● EXERCISE
Format every line of the material below as a JSON list of strings, with one string per line and no blank lines. Leave the pictures out of the answer.
>>>>
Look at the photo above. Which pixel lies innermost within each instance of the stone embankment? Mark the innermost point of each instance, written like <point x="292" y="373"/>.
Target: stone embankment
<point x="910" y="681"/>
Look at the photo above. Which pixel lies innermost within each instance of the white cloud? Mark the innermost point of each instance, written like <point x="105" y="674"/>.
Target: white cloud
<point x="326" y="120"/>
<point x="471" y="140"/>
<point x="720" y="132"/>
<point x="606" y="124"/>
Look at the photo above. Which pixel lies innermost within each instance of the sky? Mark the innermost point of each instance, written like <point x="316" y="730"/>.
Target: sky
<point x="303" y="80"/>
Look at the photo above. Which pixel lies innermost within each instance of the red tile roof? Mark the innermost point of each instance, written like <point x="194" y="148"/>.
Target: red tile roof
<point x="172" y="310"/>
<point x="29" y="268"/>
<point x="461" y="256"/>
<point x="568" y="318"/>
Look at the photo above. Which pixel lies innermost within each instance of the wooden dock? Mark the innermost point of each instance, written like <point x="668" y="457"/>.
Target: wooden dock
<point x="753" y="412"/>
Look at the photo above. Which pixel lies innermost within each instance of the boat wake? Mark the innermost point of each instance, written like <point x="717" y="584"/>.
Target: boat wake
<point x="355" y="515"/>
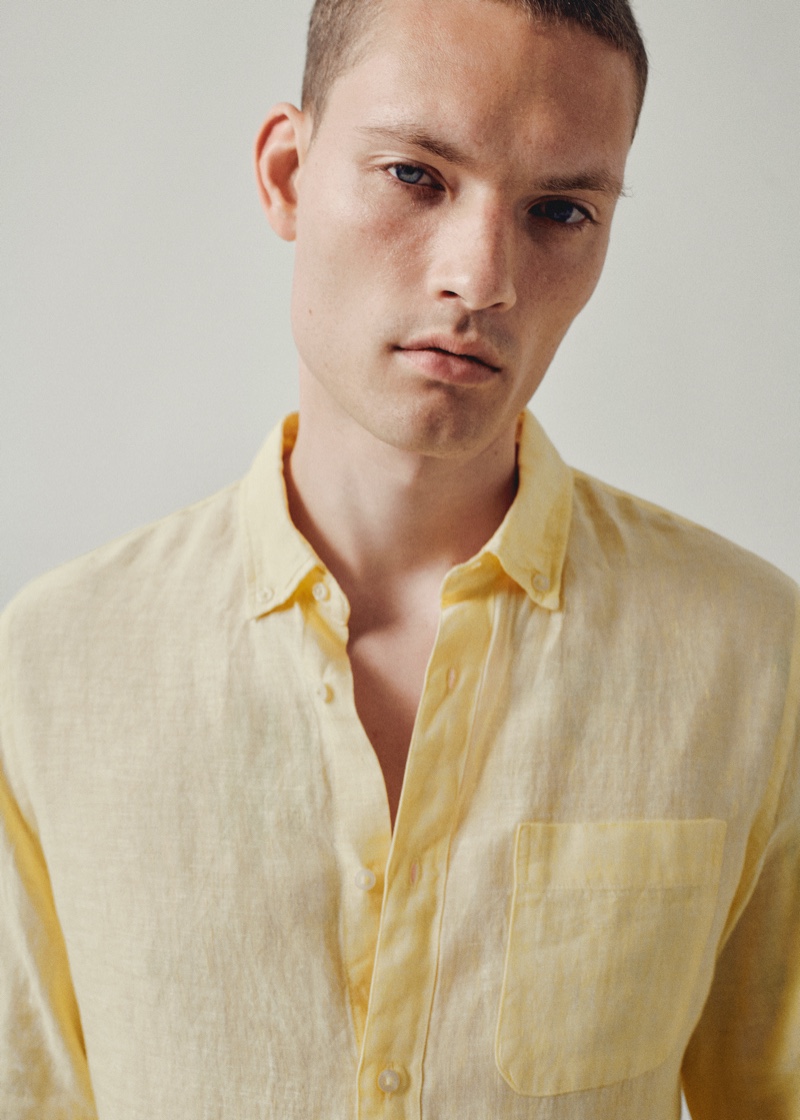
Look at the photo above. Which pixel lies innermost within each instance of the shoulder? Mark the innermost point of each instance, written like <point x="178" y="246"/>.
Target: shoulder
<point x="149" y="569"/>
<point x="680" y="571"/>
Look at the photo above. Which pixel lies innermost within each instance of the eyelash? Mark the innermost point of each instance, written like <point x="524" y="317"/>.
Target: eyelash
<point x="573" y="226"/>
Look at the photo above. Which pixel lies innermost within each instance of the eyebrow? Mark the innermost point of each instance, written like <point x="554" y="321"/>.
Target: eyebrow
<point x="596" y="180"/>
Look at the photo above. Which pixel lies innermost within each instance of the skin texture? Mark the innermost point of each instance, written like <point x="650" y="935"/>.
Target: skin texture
<point x="452" y="217"/>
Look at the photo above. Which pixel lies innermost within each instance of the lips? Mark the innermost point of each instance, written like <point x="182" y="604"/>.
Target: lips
<point x="467" y="350"/>
<point x="456" y="361"/>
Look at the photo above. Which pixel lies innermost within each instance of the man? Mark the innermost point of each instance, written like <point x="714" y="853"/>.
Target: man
<point x="418" y="775"/>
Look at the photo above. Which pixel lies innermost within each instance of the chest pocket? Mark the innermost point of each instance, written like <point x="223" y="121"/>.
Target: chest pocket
<point x="610" y="924"/>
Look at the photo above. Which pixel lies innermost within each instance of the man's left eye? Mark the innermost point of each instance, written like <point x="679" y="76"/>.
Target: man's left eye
<point x="559" y="210"/>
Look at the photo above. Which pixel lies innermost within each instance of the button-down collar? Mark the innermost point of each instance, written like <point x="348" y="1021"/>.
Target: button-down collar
<point x="530" y="543"/>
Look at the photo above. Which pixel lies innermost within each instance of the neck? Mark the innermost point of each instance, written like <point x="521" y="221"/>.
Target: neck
<point x="374" y="512"/>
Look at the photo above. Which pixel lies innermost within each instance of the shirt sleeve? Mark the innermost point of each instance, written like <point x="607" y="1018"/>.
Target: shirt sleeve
<point x="44" y="1074"/>
<point x="743" y="1062"/>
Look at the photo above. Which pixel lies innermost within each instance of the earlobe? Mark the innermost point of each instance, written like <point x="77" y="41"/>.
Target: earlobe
<point x="279" y="151"/>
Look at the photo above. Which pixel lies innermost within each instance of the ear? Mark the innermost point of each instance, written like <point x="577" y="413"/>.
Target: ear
<point x="280" y="149"/>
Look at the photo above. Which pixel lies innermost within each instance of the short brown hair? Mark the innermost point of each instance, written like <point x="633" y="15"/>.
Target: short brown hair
<point x="338" y="36"/>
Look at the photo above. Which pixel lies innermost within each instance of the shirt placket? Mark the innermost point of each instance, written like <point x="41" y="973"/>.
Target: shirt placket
<point x="390" y="1073"/>
<point x="361" y="822"/>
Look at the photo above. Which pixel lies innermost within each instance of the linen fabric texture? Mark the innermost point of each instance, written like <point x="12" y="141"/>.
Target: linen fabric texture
<point x="592" y="892"/>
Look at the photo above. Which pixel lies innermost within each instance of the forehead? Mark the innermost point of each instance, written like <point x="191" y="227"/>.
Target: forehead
<point x="481" y="72"/>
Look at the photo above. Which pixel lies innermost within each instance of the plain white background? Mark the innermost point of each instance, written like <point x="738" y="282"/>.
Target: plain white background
<point x="146" y="347"/>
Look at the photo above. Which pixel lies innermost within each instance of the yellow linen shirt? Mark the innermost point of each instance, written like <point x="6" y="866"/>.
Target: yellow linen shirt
<point x="592" y="888"/>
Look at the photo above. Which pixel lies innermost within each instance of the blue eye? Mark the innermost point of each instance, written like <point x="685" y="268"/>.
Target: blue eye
<point x="410" y="174"/>
<point x="560" y="211"/>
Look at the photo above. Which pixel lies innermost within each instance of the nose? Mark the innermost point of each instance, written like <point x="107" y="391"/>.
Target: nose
<point x="473" y="258"/>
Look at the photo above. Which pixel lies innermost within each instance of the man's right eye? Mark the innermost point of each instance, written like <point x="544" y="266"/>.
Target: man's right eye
<point x="411" y="175"/>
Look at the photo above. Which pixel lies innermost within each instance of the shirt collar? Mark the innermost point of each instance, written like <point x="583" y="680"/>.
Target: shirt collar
<point x="530" y="544"/>
<point x="531" y="541"/>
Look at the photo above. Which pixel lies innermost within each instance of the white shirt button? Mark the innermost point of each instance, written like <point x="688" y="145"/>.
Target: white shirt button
<point x="389" y="1081"/>
<point x="365" y="879"/>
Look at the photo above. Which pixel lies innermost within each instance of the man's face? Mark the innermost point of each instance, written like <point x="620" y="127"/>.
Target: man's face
<point x="453" y="216"/>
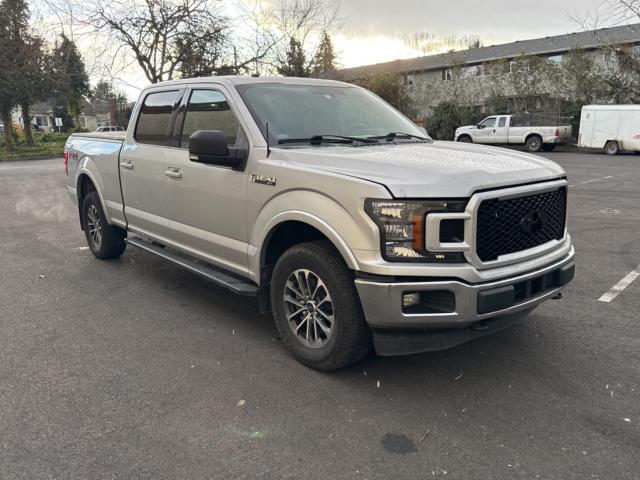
<<<<
● THE OUTPUT
[
  "Look at the photo above. Which pixel lies innermost within each instance of the stone embankment? Mark the innermost point of each instance, written like <point x=\"292\" y=\"373\"/>.",
  "Target: stone embankment",
  "<point x=\"910\" y=\"681\"/>",
  "Look at the photo above. Which pixel lies innermost within each instance of the white cloud? Mark the innermost point of each instance, written like <point x=\"105\" y=\"674\"/>.",
  "Target: white cloud",
  "<point x=\"326\" y=\"120\"/>",
  "<point x=\"471\" y=\"140\"/>",
  "<point x=\"720\" y=\"132\"/>",
  "<point x=\"606\" y=\"124\"/>",
  "Look at the photo above. Which pixel lies innermost within each instance of the sky? Mark the innermost point of each instance, written like <point x=\"316\" y=\"730\"/>.",
  "Target: sky",
  "<point x=\"303\" y=\"80\"/>",
  "Look at the photo above. Which pixel lies innermost within each instance of the red tile roof? Mark the innermost point of each instance, written like <point x=\"194\" y=\"148\"/>.",
  "Target: red tile roof",
  "<point x=\"172\" y=\"310\"/>",
  "<point x=\"29\" y=\"268\"/>",
  "<point x=\"461\" y=\"256\"/>",
  "<point x=\"568\" y=\"318\"/>",
  "Look at the photo above. Which pixel lies innermost within each instance of the wooden dock? Mark the innermost point of each instance, written like <point x=\"668\" y=\"457\"/>.",
  "Target: wooden dock",
  "<point x=\"753\" y=\"412\"/>",
  "Look at the photo above. Which pixel lies innermost within each instance of the boat wake? Mark the innermost point of each instance, written like <point x=\"717\" y=\"584\"/>.",
  "Target: boat wake",
  "<point x=\"355\" y=\"515\"/>",
  "Look at the photo above. Which pixel lies innermost within each instance of the shoulder? Mark the innermost point of each instance, written like <point x=\"178\" y=\"246\"/>.",
  "Target: shoulder",
  "<point x=\"149\" y=\"569\"/>",
  "<point x=\"680\" y=\"571\"/>",
  "Look at the photo above. Which pixel lies innermost within each instance of the eyelash? Mark the innermost point of each instance, written like <point x=\"524\" y=\"317\"/>.",
  "Target: eyelash",
  "<point x=\"573\" y=\"226\"/>",
  "Look at the photo above. Which pixel lies innermost within each instance of the eyebrow? Mark the innermost point of each instance, written like <point x=\"554\" y=\"321\"/>.",
  "Target: eyebrow",
  "<point x=\"596\" y=\"180\"/>",
  "Look at the photo above. Which pixel lies innermost within each instance of the skin texture? Mark the innermost point of each instance, written like <point x=\"650\" y=\"935\"/>.",
  "Target: skin texture",
  "<point x=\"452\" y=\"217\"/>",
  "Look at the photo above. Which pixel lies innermost within each instance of the lips? Mark the innermost point of each instance, written like <point x=\"182\" y=\"604\"/>.",
  "Target: lips",
  "<point x=\"467\" y=\"350\"/>",
  "<point x=\"456\" y=\"361\"/>",
  "Look at the photo above. Which pixel lies innermost within each instance of the man? Mark the innermost point of each instance, written like <point x=\"714\" y=\"853\"/>.",
  "Target: man",
  "<point x=\"418\" y=\"775\"/>",
  "Look at the photo above. Which pixel lies innermost within each instance of the chest pocket? Mark the innermost point of each instance, written like <point x=\"223\" y=\"121\"/>.",
  "Target: chest pocket",
  "<point x=\"610\" y=\"924\"/>",
  "Look at the photo above. Which pixel lies innermost within each instance of the man's left eye? Mark the innermost point of each instance, written like <point x=\"679\" y=\"76\"/>.",
  "Target: man's left eye",
  "<point x=\"559\" y=\"210\"/>",
  "Look at the photo above. Which pixel lies innermost within each instance of the button-down collar? Mark the innermost point of each instance, written like <point x=\"348\" y=\"1021\"/>.",
  "Target: button-down collar",
  "<point x=\"530\" y=\"543\"/>",
  "Look at the photo above. Which pixel lies innermost within each instance of the neck? Mark the innermost point of each instance, written like <point x=\"521\" y=\"221\"/>.",
  "Target: neck",
  "<point x=\"374\" y=\"512\"/>",
  "Look at the photo above. Which pixel lies innermost within each instance of the shirt sleeve? Mark the innermost point of each instance, written like <point x=\"607\" y=\"1018\"/>.",
  "Target: shirt sleeve",
  "<point x=\"44\" y=\"1074\"/>",
  "<point x=\"743\" y=\"1062\"/>",
  "Look at the photo above. Which pixel lies innermost within each instance of the earlobe? Mark the innermost point of each instance, written like <point x=\"77\" y=\"41\"/>.",
  "Target: earlobe",
  "<point x=\"279\" y=\"151\"/>",
  "Look at the photo above. Which pixel lies innermost within each instance of the ear? Mark the innermost point of each instance, written like <point x=\"577\" y=\"413\"/>.",
  "Target: ear",
  "<point x=\"280\" y=\"149\"/>",
  "Look at the photo above. Which pixel lies innermost within each instance of the short brown hair? Mark the innermost point of each instance, written like <point x=\"633\" y=\"15\"/>.",
  "Target: short brown hair",
  "<point x=\"338\" y=\"36\"/>",
  "Look at the photo above. Which pixel lies innermost within each instance of the shirt placket? Mark the innermost point of each instance, written like <point x=\"41\" y=\"973\"/>.",
  "Target: shirt placket",
  "<point x=\"390\" y=\"1073\"/>",
  "<point x=\"361\" y=\"822\"/>",
  "Look at the photo above. Which pixel lies innermost within each instance of the linen fabric texture? Mark the innermost point of each instance, written like <point x=\"12\" y=\"141\"/>.",
  "Target: linen fabric texture",
  "<point x=\"592\" y=\"892\"/>",
  "Look at the photo above. Which pixel lies innermost within each instance of the forehead? Mark the innermost point of each instance, written like <point x=\"191\" y=\"227\"/>.",
  "Target: forehead",
  "<point x=\"481\" y=\"72\"/>",
  "Look at the photo above. Which pixel lies innermost within each instance of the plain white background? Mark the innermost point of each instance, written like <point x=\"738\" y=\"282\"/>.",
  "Target: plain white background",
  "<point x=\"146\" y=\"347\"/>",
  "Look at the photo above. Which pixel lies innermost within each instance of the yellow linen shirt? Mark the innermost point of each instance, written like <point x=\"6\" y=\"866\"/>.",
  "Target: yellow linen shirt",
  "<point x=\"592\" y=\"888\"/>",
  "Look at the photo above. Which pixel lies innermost within each instance of the blue eye? Mark the innermost point of each instance, written like <point x=\"685\" y=\"268\"/>.",
  "Target: blue eye",
  "<point x=\"410\" y=\"174\"/>",
  "<point x=\"560\" y=\"211\"/>",
  "Look at the photo above. Which pixel lies innermost within each instance of the nose? Mark the innermost point of each instance, written like <point x=\"107\" y=\"391\"/>.",
  "Target: nose",
  "<point x=\"473\" y=\"258\"/>",
  "Look at the photo above. Which pixel lies innermost within each instance of the man's right eye? Mark the innermost point of each instance, written like <point x=\"544\" y=\"266\"/>.",
  "Target: man's right eye",
  "<point x=\"411\" y=\"175\"/>",
  "Look at the photo above. Which pixel lies innermost within each instance of the shirt collar? Mark the innermost point of each instance, written like <point x=\"583\" y=\"680\"/>.",
  "Target: shirt collar",
  "<point x=\"530\" y=\"544\"/>",
  "<point x=\"531\" y=\"541\"/>",
  "Look at the photo above. Which pixel lies innermost within each instance of the white shirt button? Mark the innermost point of each instance, written like <point x=\"688\" y=\"145\"/>.",
  "Target: white shirt button",
  "<point x=\"389\" y=\"1081\"/>",
  "<point x=\"365\" y=\"879\"/>",
  "Look at the photo above. Which pixel lies innermost within each instance of the man's face? Mark the innermost point of each instance, written like <point x=\"620\" y=\"127\"/>.",
  "Target: man's face",
  "<point x=\"453\" y=\"216\"/>"
]